What to work on: Convert everything below, from the line containing "Put a point on every instance of the tower" down to the end of the rows, into a two-column CSV with the headers instruction and coordinates and one line per row. Put each row's text and its answer in separate quoted fields, and replace every line break with a space.

* START *

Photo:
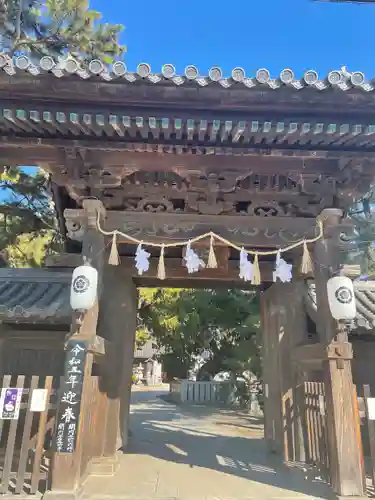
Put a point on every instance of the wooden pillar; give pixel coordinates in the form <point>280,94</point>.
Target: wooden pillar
<point>344,450</point>
<point>66,469</point>
<point>118,319</point>
<point>283,327</point>
<point>273,432</point>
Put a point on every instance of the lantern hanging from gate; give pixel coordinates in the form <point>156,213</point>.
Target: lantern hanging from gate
<point>341,298</point>
<point>84,287</point>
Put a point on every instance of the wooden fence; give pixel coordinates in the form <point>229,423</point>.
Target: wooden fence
<point>189,391</point>
<point>26,442</point>
<point>316,439</point>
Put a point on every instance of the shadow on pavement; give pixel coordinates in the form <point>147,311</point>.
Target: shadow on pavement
<point>209,438</point>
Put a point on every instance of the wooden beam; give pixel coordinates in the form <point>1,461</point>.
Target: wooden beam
<point>175,269</point>
<point>249,231</point>
<point>51,154</point>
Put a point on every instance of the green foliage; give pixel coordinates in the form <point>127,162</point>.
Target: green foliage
<point>360,249</point>
<point>185,323</point>
<point>58,28</point>
<point>27,219</point>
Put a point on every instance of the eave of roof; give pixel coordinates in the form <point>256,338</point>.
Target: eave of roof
<point>32,296</point>
<point>365,303</point>
<point>336,79</point>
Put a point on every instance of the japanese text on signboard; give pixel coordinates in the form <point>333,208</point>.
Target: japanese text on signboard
<point>70,402</point>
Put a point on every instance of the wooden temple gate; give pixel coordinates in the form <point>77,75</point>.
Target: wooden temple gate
<point>162,157</point>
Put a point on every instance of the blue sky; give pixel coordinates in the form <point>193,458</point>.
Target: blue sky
<point>276,34</point>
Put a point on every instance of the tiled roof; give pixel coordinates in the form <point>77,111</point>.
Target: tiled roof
<point>35,296</point>
<point>340,78</point>
<point>365,303</point>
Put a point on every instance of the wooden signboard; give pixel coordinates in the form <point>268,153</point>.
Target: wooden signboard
<point>70,402</point>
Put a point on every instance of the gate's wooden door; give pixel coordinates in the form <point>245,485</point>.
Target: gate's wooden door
<point>26,443</point>
<point>316,426</point>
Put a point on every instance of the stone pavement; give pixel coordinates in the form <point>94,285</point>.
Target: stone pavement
<point>198,453</point>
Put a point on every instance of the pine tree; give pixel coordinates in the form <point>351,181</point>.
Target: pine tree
<point>58,28</point>
<point>27,219</point>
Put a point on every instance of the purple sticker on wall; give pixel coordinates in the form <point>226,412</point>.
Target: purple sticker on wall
<point>10,402</point>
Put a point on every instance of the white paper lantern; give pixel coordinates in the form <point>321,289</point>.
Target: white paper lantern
<point>84,288</point>
<point>341,298</point>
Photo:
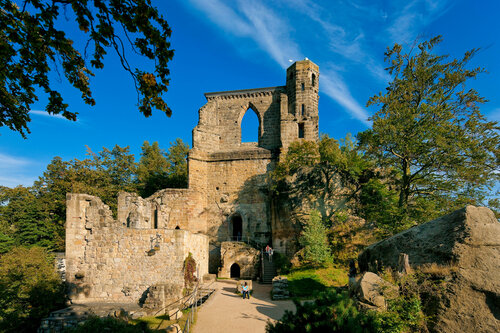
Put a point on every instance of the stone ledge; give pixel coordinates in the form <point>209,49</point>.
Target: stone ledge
<point>238,153</point>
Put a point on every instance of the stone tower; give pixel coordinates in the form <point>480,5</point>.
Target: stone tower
<point>228,197</point>
<point>299,119</point>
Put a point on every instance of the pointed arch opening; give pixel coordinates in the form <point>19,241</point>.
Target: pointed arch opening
<point>235,271</point>
<point>236,228</point>
<point>250,126</point>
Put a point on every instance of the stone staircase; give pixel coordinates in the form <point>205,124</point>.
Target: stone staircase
<point>269,271</point>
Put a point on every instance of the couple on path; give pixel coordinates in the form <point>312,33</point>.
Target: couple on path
<point>269,252</point>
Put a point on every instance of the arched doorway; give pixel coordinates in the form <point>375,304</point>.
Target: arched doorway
<point>250,125</point>
<point>236,228</point>
<point>235,271</point>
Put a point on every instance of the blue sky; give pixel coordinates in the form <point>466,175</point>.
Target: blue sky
<point>240,44</point>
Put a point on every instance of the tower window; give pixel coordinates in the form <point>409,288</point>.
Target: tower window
<point>301,130</point>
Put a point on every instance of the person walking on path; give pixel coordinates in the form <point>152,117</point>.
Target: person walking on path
<point>244,289</point>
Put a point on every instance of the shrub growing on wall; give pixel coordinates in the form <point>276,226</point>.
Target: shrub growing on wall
<point>314,241</point>
<point>30,289</point>
<point>189,271</point>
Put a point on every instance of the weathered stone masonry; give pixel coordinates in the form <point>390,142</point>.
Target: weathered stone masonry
<point>107,261</point>
<point>227,198</point>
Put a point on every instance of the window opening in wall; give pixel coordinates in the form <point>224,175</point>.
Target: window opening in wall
<point>301,130</point>
<point>235,270</point>
<point>155,218</point>
<point>237,228</point>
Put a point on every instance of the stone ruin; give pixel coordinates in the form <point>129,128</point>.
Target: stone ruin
<point>227,199</point>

* END *

Exercise response:
instruction,coordinates
"Put a point on every instance of the tower window; give pixel coordinates in the form <point>409,288</point>. Target: tower window","<point>301,130</point>"
"Put a point on every instance of the person walking on path; give pixel coordinates in the form <point>152,117</point>. Target: person walking on path","<point>244,289</point>"
"Put a point on every instance of the shrub growing on wall; give pixel coordinates in the form <point>276,226</point>. Target: shrub growing on wall","<point>314,241</point> <point>30,289</point> <point>189,271</point>"
"Put a point on every instance of the weathered stone masonry; give pixel coordinates in the form <point>390,142</point>. Target: weathered stone masonry","<point>107,261</point> <point>227,198</point>"
"Put a point on every instance of the window opening in wall; give pixel coordinates in the form <point>224,175</point>. Target: window opening in wall","<point>301,130</point> <point>235,270</point> <point>155,218</point> <point>237,228</point>"
"Put a point on every instance of the stone ruin; give pixel coordinates in the form <point>129,128</point>. Target: stone ruin","<point>227,199</point>"